Ce qu'il faut faire
Recueillez chaque ligne des entrées ci-dessous qui contient le mot « eyebrow », en tenant compte de la casse.

────────────────────────────────────────

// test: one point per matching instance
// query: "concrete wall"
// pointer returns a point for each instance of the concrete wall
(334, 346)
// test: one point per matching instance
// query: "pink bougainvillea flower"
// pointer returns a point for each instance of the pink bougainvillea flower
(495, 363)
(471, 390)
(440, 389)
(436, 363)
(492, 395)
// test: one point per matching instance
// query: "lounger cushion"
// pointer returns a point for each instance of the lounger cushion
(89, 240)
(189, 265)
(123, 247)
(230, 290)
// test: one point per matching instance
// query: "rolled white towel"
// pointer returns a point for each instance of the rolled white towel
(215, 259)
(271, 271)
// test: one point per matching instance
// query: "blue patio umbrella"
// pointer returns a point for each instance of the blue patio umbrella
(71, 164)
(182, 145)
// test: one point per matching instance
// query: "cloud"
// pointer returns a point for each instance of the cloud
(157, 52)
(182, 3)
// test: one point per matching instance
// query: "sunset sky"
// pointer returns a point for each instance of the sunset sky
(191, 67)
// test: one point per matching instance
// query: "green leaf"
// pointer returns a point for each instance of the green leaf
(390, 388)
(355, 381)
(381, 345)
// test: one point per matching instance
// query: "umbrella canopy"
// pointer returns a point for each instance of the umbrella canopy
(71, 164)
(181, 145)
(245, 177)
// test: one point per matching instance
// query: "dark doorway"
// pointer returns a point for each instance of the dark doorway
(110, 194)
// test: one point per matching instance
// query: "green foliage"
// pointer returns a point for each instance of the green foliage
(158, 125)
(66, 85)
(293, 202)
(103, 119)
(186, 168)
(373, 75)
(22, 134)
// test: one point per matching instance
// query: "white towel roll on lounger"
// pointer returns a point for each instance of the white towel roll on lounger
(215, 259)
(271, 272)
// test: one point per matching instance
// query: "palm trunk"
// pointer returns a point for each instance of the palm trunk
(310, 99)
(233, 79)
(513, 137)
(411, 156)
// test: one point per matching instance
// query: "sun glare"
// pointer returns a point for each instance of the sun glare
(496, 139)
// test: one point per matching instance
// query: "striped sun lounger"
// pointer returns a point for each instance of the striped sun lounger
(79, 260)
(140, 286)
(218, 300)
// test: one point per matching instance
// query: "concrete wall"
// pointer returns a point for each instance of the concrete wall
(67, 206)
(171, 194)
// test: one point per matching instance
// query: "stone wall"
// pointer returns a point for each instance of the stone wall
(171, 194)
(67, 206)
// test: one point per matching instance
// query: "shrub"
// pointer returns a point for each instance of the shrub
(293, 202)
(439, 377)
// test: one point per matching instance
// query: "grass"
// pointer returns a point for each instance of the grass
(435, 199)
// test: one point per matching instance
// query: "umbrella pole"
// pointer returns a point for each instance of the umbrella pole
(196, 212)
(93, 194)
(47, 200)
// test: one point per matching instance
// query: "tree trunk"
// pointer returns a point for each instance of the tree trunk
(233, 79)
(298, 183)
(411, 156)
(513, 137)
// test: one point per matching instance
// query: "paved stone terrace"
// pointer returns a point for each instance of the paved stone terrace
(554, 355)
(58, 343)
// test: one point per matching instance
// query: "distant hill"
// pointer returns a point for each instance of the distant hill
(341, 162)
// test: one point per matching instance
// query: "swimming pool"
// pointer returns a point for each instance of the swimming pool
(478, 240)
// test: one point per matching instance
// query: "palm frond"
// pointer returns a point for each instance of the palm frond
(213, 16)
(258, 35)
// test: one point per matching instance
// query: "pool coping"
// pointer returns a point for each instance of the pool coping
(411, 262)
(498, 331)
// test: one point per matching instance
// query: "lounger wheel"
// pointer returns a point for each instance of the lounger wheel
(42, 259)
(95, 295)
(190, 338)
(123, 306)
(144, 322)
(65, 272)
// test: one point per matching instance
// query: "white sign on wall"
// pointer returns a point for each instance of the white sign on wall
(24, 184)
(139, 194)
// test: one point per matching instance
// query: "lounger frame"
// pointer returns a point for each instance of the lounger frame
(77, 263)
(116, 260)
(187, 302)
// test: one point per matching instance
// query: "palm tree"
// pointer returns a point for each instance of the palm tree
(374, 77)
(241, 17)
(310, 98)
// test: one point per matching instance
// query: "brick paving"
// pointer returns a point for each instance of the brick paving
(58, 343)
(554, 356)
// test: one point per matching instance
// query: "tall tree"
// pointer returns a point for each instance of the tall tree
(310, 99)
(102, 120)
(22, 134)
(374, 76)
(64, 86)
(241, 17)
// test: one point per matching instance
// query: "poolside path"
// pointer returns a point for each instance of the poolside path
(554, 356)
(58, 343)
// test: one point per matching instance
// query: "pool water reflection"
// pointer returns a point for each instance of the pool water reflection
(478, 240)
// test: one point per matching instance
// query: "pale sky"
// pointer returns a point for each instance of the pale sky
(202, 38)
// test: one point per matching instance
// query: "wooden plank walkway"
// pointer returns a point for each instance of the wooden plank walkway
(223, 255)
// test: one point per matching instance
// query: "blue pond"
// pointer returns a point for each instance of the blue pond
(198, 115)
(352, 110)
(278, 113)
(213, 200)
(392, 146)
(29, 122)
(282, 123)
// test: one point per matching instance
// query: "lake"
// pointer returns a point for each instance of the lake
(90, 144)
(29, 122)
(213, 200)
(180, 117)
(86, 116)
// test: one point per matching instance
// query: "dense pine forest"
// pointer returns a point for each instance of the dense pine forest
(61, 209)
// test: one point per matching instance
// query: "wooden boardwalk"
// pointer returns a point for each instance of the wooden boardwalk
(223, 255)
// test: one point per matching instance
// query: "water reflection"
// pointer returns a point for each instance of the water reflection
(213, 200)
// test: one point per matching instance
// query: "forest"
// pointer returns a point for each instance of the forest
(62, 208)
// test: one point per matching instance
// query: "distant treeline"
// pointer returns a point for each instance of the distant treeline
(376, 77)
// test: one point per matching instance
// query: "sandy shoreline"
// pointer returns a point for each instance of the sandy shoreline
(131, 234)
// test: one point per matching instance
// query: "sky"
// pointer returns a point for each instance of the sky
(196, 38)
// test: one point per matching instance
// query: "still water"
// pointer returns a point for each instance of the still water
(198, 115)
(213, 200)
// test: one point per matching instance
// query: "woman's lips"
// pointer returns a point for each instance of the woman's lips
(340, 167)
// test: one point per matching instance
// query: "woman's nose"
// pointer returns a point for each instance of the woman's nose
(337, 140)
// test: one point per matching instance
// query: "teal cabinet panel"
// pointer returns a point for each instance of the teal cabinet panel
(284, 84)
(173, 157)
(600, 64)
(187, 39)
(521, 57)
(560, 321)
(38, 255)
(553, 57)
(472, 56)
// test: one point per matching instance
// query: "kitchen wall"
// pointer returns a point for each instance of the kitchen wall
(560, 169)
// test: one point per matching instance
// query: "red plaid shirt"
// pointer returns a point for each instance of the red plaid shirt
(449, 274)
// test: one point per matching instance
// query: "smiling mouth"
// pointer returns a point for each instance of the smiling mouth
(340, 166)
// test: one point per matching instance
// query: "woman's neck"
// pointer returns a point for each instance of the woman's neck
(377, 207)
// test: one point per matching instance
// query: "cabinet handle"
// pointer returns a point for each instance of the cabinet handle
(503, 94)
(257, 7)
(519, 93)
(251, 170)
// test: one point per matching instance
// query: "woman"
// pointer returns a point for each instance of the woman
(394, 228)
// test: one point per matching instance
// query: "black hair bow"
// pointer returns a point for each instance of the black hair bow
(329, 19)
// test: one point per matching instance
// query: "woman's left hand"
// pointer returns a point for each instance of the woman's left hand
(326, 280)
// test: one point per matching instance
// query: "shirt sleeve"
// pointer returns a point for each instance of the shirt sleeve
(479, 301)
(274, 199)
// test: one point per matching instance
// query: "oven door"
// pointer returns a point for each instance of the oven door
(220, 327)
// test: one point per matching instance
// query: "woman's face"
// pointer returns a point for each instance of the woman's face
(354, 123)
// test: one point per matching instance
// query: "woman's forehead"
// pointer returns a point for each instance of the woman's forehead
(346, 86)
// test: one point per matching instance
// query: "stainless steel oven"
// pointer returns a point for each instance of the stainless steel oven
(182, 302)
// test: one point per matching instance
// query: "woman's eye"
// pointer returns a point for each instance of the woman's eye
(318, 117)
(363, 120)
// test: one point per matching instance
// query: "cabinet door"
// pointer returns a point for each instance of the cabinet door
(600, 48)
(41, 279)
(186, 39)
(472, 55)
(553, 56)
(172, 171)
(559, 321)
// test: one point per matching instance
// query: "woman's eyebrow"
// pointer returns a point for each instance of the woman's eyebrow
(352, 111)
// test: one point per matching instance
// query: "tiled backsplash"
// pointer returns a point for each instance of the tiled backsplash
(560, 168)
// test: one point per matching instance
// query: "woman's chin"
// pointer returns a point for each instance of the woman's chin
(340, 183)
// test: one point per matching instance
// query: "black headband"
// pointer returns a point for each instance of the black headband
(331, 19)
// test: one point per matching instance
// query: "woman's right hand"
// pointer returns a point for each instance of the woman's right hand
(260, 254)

────────────────────────────────────────

Réponse
// query: "woman's eyebrow"
// pointer returns a point for each instance of the woman's eyebrow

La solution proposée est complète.